### GOAL OF THE EXERCISE
Lay out everything from the line containing "heart-shaped leaf. Identify its location in this image." down to the line containing "[0,0,450,219]", both included, as a Markdown table with the columns Row and Line. Number each line in order and leave out blank lines.

### RECORDS FOR THIS EXERCISE
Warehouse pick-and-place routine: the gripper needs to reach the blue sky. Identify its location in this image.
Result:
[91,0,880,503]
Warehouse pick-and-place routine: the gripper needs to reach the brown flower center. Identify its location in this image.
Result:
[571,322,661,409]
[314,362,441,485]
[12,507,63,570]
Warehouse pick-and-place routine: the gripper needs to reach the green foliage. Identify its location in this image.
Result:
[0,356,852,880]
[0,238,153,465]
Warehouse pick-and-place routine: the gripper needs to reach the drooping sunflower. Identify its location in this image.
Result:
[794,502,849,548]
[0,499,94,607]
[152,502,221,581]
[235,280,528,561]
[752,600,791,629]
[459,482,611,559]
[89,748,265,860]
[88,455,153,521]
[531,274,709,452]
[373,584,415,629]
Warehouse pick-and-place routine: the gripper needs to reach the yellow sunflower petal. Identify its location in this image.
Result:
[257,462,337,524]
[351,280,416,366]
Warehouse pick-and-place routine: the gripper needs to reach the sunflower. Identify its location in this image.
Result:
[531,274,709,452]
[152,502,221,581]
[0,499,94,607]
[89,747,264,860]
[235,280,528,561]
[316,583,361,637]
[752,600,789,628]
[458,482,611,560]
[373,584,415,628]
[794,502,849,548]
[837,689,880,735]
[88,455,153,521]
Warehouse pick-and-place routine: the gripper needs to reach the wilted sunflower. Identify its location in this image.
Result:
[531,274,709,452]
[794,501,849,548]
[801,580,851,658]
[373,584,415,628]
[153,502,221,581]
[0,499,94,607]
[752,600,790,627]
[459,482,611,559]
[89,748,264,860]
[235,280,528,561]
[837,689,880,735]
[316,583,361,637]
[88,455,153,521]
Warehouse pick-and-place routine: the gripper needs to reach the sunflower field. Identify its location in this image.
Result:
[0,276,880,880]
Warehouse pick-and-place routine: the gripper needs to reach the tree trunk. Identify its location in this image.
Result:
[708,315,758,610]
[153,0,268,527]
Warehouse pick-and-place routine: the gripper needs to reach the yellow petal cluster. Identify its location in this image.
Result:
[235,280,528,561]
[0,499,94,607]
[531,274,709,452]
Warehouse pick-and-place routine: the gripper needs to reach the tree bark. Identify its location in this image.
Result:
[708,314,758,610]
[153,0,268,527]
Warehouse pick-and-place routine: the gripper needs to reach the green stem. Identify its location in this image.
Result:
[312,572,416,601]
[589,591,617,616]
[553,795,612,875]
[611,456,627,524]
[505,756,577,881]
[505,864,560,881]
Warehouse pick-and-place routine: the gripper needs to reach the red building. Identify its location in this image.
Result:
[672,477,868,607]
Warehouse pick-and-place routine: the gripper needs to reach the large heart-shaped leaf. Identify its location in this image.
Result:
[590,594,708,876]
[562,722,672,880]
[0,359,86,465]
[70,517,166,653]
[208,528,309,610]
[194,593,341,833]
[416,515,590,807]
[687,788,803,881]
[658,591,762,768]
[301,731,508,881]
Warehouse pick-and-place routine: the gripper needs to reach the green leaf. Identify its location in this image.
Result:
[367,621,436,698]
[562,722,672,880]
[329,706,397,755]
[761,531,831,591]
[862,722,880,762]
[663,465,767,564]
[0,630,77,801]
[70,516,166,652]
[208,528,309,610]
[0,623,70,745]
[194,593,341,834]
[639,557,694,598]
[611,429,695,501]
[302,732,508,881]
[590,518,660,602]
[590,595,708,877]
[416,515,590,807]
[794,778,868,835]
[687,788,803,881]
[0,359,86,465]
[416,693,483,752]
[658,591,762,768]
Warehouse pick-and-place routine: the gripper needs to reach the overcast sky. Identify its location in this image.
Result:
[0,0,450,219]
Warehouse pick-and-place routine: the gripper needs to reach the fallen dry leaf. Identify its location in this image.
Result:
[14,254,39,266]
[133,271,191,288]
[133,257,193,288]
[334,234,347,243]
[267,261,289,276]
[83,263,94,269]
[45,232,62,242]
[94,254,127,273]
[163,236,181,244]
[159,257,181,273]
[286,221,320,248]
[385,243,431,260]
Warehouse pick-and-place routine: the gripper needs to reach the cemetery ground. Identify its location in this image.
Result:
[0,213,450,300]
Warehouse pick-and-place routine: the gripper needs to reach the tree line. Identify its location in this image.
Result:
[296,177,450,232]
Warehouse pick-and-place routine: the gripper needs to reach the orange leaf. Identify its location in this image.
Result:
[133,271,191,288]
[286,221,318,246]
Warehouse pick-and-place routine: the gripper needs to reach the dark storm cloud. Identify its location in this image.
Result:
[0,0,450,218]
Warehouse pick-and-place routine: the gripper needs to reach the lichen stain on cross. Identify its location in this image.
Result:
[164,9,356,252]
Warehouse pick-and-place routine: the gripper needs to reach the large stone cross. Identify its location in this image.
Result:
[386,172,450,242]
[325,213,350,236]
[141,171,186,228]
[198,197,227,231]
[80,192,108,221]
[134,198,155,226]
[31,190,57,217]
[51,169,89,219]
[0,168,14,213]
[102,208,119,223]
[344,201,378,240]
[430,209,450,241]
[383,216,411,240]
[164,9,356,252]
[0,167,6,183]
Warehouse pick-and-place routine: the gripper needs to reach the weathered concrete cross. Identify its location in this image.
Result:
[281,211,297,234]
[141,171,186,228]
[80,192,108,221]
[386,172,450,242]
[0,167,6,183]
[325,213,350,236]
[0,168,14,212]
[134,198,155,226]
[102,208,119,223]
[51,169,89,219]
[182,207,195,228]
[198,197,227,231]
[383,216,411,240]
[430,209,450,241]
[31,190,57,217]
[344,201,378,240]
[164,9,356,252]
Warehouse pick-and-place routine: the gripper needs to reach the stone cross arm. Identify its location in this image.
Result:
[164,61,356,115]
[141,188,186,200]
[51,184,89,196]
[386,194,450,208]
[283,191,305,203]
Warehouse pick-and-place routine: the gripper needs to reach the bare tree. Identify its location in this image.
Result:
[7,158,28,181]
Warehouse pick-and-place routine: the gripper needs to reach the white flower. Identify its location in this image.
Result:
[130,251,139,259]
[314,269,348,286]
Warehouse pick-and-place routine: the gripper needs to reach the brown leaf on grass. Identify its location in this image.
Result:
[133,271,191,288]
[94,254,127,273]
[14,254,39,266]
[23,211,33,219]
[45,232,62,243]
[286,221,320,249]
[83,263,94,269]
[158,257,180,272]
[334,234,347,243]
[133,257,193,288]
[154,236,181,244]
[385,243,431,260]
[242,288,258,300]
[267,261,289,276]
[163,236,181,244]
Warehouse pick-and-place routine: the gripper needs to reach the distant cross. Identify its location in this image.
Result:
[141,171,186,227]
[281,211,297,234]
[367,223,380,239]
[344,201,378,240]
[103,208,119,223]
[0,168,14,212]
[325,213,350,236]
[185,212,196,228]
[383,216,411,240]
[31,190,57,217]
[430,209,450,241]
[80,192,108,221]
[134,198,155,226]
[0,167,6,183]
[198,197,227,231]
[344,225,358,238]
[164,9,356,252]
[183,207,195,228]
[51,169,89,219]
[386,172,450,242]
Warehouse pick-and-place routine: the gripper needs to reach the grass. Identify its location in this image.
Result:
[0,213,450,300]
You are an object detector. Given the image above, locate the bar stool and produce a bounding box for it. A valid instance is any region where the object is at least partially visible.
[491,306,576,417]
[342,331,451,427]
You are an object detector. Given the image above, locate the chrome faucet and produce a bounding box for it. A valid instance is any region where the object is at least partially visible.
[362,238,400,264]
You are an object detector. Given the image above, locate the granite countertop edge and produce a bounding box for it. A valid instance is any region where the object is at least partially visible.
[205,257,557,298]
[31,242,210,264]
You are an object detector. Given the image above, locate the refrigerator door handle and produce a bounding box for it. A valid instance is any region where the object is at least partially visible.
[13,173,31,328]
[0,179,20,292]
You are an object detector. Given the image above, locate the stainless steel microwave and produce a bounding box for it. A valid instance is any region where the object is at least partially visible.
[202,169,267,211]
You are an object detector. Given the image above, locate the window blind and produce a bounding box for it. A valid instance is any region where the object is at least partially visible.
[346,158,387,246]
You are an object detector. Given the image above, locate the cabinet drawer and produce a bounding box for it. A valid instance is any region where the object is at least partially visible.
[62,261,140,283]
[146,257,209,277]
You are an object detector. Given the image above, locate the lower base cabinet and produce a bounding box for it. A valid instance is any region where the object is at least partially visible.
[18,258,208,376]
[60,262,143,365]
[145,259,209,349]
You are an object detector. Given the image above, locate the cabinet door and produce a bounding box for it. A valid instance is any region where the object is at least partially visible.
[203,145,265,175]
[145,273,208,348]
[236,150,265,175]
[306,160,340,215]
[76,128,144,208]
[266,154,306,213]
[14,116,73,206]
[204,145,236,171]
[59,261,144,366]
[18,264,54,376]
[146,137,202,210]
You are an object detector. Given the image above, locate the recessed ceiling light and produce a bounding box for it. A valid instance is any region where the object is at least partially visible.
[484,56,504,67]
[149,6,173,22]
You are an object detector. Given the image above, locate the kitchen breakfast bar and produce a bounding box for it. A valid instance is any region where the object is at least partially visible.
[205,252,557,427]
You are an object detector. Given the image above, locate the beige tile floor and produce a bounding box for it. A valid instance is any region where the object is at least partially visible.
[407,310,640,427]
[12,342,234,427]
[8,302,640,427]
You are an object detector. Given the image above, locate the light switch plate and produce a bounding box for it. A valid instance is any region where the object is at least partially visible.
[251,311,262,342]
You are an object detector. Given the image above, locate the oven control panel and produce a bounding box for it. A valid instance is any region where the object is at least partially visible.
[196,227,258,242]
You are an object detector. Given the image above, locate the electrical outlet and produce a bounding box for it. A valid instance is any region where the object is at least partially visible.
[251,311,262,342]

### TASK RESPONSE
| Row | Line |
|---|---|
| 1 | Warehouse pick-and-place routine: the gripper needs to reach the large heart-shaped leaf. Identify its location in this image. |
| 2 | Result: |
| 3 | [590,594,708,876] |
| 4 | [562,722,672,880] |
| 5 | [0,359,86,465] |
| 6 | [70,517,166,653] |
| 7 | [208,528,309,610] |
| 8 | [194,593,341,833] |
| 9 | [416,515,590,807] |
| 10 | [687,788,803,881] |
| 11 | [658,591,762,768] |
| 12 | [301,731,508,881] |
| 13 | Warehouse pick-and-place routine: the gripper needs to reach the green leaf. Identify its location in this image. |
| 14 | Result: |
| 15 | [367,621,436,698] |
| 16 | [562,722,672,880] |
| 17 | [329,706,397,755] |
| 18 | [761,531,831,591] |
| 19 | [862,722,880,762] |
| 20 | [663,465,767,564] |
| 21 | [0,630,77,801] |
| 22 | [70,516,166,652] |
| 23 | [208,528,309,610] |
| 24 | [0,623,70,745] |
| 25 | [194,593,341,834] |
| 26 | [639,557,694,598] |
| 27 | [611,429,695,501] |
| 28 | [302,732,508,881] |
| 29 | [590,518,660,602] |
| 30 | [590,595,708,877] |
| 31 | [416,515,590,807] |
| 32 | [794,778,868,835] |
| 33 | [687,788,803,881] |
| 34 | [0,359,86,465] |
| 35 | [416,693,483,752] |
| 36 | [658,591,762,768] |
| 37 | Warehouse pick-and-place routine: the gripper needs to reach the overcast sky. Identify its location in this image. |
| 38 | Result: |
| 39 | [0,0,450,219] |